* **Dataset excerpts**:
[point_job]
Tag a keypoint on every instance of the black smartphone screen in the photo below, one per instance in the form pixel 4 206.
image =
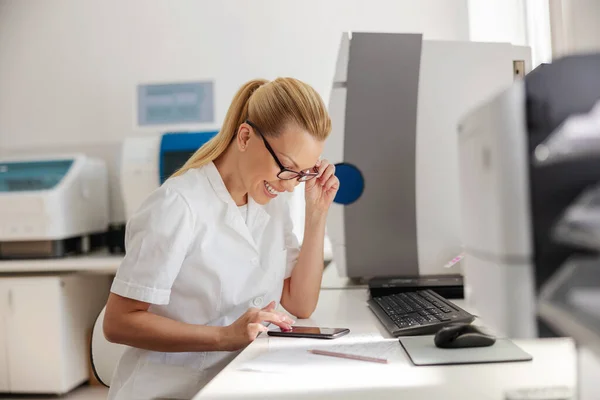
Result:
pixel 310 331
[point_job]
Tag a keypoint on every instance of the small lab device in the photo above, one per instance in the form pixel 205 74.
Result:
pixel 52 206
pixel 395 104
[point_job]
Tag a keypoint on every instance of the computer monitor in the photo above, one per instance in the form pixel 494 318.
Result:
pixel 509 204
pixel 395 103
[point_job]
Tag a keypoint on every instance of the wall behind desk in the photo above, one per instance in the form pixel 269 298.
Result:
pixel 69 68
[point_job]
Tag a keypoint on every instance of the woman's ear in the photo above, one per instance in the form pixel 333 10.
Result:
pixel 243 137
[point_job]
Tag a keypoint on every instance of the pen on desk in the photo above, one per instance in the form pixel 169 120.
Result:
pixel 348 356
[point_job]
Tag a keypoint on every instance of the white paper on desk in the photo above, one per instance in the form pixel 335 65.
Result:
pixel 295 358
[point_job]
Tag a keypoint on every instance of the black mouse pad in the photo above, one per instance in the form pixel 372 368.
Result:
pixel 422 351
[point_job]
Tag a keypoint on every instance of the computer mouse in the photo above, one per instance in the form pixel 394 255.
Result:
pixel 462 335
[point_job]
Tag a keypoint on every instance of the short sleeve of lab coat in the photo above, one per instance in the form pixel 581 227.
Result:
pixel 157 239
pixel 291 243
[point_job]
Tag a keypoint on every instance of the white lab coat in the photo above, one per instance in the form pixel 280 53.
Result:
pixel 194 258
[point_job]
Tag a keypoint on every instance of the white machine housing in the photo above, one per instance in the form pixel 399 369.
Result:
pixel 139 171
pixel 423 222
pixel 77 205
pixel 498 267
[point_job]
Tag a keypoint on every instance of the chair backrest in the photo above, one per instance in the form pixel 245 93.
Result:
pixel 104 354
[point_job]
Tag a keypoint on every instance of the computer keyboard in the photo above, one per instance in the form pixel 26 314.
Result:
pixel 420 312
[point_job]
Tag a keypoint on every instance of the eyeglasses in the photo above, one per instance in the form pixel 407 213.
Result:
pixel 286 173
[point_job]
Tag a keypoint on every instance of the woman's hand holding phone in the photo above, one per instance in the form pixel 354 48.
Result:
pixel 246 328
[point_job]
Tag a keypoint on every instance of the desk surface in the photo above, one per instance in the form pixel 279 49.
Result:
pixel 554 364
pixel 100 262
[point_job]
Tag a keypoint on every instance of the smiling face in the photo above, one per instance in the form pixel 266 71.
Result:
pixel 295 148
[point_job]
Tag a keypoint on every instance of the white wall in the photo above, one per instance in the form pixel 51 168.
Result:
pixel 69 68
pixel 497 21
pixel 575 26
pixel 520 22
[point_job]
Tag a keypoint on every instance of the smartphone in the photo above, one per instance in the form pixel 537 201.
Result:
pixel 310 332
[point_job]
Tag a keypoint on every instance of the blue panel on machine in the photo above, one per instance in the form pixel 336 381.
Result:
pixel 177 147
pixel 352 183
pixel 32 175
pixel 176 103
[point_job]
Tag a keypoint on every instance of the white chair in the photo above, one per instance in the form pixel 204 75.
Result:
pixel 104 354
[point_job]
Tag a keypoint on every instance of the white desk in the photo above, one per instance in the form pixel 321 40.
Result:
pixel 554 364
pixel 100 262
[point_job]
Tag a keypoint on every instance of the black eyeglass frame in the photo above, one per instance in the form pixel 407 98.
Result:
pixel 302 176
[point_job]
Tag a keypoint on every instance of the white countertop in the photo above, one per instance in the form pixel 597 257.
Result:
pixel 100 262
pixel 554 363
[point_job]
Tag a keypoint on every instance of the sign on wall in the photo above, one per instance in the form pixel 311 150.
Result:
pixel 175 103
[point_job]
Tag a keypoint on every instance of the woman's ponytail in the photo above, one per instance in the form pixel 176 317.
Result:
pixel 236 115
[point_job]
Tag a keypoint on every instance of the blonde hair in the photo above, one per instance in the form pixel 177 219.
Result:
pixel 271 106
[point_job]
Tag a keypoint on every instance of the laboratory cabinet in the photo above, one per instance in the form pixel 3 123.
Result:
pixel 44 325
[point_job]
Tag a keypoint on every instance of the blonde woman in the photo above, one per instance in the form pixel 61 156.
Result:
pixel 211 253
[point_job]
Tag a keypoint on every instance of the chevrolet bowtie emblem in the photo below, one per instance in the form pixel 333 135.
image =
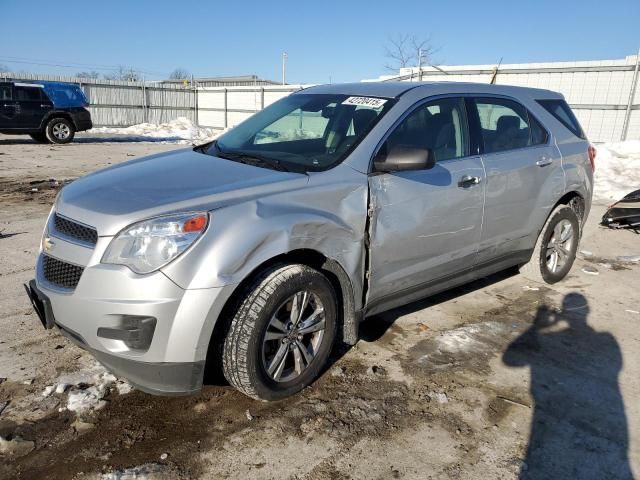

* **Your goal**: Copy every row above word for word, leaving out the pictures.

* **Written solution**:
[point_job]
Tag a keypoint on every instance of the black smartphone screen in the photo below, one per instance in the form pixel 4 206.
image =
Result:
pixel 310 331
[point_job]
Tag a keypoint on every instance of the small lab device in the photo above, one per instance in the form pixel 205 74.
Result:
pixel 52 206
pixel 395 104
[point_job]
Tag a keypoint on every instance of the computer monitor in the photo above, one per instance in the form pixel 494 318.
Result:
pixel 509 204
pixel 395 103
[point_job]
Tag a keypoint on every instance of the wall behind desk in the photo above, one per instance in the form pixel 269 298.
Result:
pixel 69 68
[point_job]
Tag a keypoint on every instance of the woman's ear in the photo above, one per instance in the form pixel 333 10.
Result:
pixel 243 137
[point_job]
Tag a keypoint on every instance of the pen on desk in the photo above, one per instance in the form pixel 169 120.
Result:
pixel 348 356
[point_job]
Tag a keypoint on every instance of the white paper on desk in the photo above, one per instance in the form pixel 335 65.
Result:
pixel 295 358
[point_job]
Tag a keypoint on every instance of the black mouse pad in the photo above, one per instance in the form pixel 372 368.
Result:
pixel 422 351
[point_job]
Tag a keypoint on every instance of the computer mouse in the photo above, one per instance in the form pixel 394 255.
Result:
pixel 462 335
[point_job]
Tag a keypoint on every instance of the short sleeve of lab coat in the photo above, one per instance in the form pixel 581 227.
Result:
pixel 157 239
pixel 291 243
[point_job]
Tag a keypoint on every instance of the white lab coat in the photo above, one per instance in the form pixel 280 53.
Result:
pixel 194 258
[point_job]
Tag a keypoint on every instance of the white machine housing in the photo above, one per instance in the form pixel 399 369.
Result:
pixel 139 171
pixel 423 222
pixel 77 205
pixel 498 267
[point_job]
Tag a keypoint on every instance of the chair backrest in the photo above, one per instance in the form pixel 245 93.
Result:
pixel 104 354
[point_job]
Tag a keypoint on every instance of the computer keyboard in the photo above, one per instance in the form pixel 26 314.
Result:
pixel 420 312
[point_job]
Tag a keypoint on every instance of the eyeglasses in the photo above, one per instance in the form pixel 407 213.
Result:
pixel 286 173
[point_job]
Tag a keypoint on every instance of the woman's hand holding phone in the photo above, one per instance in the form pixel 354 48.
Result:
pixel 246 328
[point_job]
Tag a keypoint on every instance of the desk surface in the photo above, one per instance in the form pixel 279 49.
Result:
pixel 554 364
pixel 100 262
[point_job]
Tag a keypoint on every instance of the smiling face in the photo above, one per instance in the form pixel 266 71.
Result:
pixel 295 148
[point_job]
Tag a keypoint on every instance of the white wall in the photo above, one per instance in the form pixel 51 168.
Result:
pixel 69 68
pixel 497 21
pixel 575 26
pixel 520 22
[point_job]
Tag a keypoint on every instance of the smartphone in the photo above, one per instance in the form pixel 537 201.
Result:
pixel 310 332
[point_job]
Tag a keypoint on every instance of the blue panel on machine in the photo above, one per instance in the form pixel 336 381.
Result:
pixel 177 147
pixel 352 183
pixel 32 175
pixel 176 103
[point_job]
Tag a keypoint on every instance of the white chair in the photo above, one per instance in the form pixel 204 75.
Result:
pixel 104 354
[point_job]
Tag a keypoint on every instance of the white desk in the photo above, one per instance in the form pixel 321 40.
Result:
pixel 554 364
pixel 100 262
[point_job]
Tag a keypoint on every instance of the black eyeglass frame in the photo above, one per instance in the form pixel 407 98.
Result:
pixel 302 176
[point_job]
Tag a keypoint on every instance of the white countertop in the photo above, one per instance in the form pixel 597 257.
Result:
pixel 100 262
pixel 554 363
[point_job]
Tag a keypoint on every instance of the sign on wall in the photo above, one per instance in the form pixel 311 150.
Result:
pixel 175 103
[point_job]
Tag a keypoint on every instance of the woman's ponytail in the photo above, one per instance in the form pixel 176 317.
Result:
pixel 236 115
[point_job]
Tag a keypoint on every instance of the blonde hair in the photo above, one per instance in the form pixel 177 219.
Result:
pixel 271 106
[point_job]
Tag a keypoint on every instance of the laboratory cabinet in the photo above, one per instance in the form pixel 3 123.
Result:
pixel 44 325
[point_job]
Tag a keypoint on every instance of the blonde woman in the photo above, one per instance in the form pixel 61 156.
Result:
pixel 211 253
[point_job]
Tag a keypoint on every instance of the chevrolet bowtie emblem in the photo below, one per instance in the form pixel 333 135.
image =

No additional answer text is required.